EXERCISE INPUTS:
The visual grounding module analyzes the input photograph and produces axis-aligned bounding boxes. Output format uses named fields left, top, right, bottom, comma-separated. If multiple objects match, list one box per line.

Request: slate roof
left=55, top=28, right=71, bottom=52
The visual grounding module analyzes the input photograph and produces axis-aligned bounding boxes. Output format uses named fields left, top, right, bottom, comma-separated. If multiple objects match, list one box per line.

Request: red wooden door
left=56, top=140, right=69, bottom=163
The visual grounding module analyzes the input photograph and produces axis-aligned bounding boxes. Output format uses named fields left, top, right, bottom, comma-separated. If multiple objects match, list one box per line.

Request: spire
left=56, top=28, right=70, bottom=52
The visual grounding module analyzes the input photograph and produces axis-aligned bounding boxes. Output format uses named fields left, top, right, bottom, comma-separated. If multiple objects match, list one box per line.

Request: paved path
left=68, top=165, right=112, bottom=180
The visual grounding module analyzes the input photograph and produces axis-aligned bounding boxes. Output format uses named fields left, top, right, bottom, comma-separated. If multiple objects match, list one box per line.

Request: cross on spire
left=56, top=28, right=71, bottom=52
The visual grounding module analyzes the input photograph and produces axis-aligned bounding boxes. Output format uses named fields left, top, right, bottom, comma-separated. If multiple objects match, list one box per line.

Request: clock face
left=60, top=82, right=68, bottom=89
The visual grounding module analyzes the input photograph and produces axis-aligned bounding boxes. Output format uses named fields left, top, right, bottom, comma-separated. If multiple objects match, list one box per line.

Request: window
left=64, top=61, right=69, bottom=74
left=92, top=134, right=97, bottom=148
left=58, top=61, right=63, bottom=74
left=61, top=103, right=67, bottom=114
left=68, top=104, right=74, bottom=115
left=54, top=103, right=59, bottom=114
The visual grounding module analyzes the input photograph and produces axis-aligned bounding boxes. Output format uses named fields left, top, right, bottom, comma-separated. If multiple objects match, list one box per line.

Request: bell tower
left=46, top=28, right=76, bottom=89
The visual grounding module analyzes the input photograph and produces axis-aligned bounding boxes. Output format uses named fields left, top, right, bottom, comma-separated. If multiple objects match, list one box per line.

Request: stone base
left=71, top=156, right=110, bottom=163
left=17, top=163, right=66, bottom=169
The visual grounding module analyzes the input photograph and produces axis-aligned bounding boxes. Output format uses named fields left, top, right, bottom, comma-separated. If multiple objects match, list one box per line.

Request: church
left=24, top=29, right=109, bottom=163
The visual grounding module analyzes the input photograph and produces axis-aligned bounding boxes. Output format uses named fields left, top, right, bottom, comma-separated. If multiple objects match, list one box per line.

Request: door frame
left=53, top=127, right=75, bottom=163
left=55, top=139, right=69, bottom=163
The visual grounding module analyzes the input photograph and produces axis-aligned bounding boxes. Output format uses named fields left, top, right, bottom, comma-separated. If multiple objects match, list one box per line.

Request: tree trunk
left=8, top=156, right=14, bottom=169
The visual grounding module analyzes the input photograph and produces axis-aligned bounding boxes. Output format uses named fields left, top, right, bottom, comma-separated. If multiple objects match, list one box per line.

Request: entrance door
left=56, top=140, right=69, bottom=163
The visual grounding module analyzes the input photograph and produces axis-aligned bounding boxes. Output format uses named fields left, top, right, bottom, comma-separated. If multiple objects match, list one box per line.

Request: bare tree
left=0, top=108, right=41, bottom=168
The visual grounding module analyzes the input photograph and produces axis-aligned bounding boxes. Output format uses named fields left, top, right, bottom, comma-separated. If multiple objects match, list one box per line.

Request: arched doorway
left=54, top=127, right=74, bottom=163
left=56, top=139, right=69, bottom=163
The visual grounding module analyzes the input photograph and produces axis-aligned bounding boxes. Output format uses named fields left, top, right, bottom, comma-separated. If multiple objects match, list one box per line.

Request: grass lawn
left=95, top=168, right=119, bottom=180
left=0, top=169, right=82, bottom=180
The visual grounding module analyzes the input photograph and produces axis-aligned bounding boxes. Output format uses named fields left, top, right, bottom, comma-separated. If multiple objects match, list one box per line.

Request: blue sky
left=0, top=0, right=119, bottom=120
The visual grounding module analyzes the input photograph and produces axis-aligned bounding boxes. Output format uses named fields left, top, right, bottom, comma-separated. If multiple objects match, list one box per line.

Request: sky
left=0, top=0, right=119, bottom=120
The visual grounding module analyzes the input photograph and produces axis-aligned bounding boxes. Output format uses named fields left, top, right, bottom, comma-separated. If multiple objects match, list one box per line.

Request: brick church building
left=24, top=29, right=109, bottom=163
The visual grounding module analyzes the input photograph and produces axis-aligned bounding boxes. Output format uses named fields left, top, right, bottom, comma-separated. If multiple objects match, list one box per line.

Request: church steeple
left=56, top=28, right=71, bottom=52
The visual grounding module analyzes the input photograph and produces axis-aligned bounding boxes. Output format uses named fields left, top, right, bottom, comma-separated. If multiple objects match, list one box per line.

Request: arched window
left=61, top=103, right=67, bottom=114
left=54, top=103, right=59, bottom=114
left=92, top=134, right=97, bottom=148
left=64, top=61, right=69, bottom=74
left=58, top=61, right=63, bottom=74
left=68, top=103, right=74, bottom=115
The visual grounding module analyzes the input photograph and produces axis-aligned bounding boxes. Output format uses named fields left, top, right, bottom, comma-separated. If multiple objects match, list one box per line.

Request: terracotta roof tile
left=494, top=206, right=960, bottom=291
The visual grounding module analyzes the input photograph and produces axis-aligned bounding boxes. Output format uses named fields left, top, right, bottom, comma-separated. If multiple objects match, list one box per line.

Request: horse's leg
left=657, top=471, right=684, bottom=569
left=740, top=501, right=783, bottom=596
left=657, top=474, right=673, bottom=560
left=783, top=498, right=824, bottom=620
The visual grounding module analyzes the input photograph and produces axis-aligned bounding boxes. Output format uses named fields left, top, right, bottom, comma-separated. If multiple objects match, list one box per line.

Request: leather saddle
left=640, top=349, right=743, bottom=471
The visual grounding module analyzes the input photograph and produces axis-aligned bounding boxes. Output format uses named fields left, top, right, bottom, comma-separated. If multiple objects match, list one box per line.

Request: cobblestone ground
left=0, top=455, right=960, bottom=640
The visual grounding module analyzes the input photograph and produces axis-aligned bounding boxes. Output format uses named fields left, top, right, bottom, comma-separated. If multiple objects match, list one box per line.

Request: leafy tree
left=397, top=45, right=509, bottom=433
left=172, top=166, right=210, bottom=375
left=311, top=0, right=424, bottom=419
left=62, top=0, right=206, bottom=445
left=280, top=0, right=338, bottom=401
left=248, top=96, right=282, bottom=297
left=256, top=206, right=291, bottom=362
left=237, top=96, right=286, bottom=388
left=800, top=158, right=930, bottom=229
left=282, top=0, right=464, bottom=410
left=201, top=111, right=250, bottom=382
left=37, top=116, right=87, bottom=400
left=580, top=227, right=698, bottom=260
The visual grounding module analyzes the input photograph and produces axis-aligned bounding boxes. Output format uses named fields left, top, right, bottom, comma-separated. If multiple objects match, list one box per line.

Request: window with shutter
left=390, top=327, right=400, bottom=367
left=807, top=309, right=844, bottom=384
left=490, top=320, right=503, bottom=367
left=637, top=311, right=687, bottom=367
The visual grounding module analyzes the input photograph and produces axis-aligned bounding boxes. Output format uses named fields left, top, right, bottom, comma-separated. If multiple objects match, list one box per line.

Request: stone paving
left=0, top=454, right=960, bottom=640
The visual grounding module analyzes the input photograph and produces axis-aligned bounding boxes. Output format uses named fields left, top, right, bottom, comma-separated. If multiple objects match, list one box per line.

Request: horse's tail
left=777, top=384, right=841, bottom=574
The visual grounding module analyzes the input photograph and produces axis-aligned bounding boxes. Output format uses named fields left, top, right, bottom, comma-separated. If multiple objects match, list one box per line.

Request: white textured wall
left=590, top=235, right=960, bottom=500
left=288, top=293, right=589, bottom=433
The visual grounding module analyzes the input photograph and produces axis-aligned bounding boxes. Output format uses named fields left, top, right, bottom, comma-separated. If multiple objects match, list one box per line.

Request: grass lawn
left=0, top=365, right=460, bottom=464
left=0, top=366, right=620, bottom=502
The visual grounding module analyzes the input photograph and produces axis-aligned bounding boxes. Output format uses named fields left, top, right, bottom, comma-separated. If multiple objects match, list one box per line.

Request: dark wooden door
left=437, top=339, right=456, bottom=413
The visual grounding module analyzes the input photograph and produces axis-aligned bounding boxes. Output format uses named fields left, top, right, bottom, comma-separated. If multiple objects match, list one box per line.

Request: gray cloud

BRIEF: Pick out every line in the entries above that contains the string "tree", matching case exactly, and copy those lines.

CORRECT ANSWER:
Request: tree trunk
Request: bare tree
Request: leafy tree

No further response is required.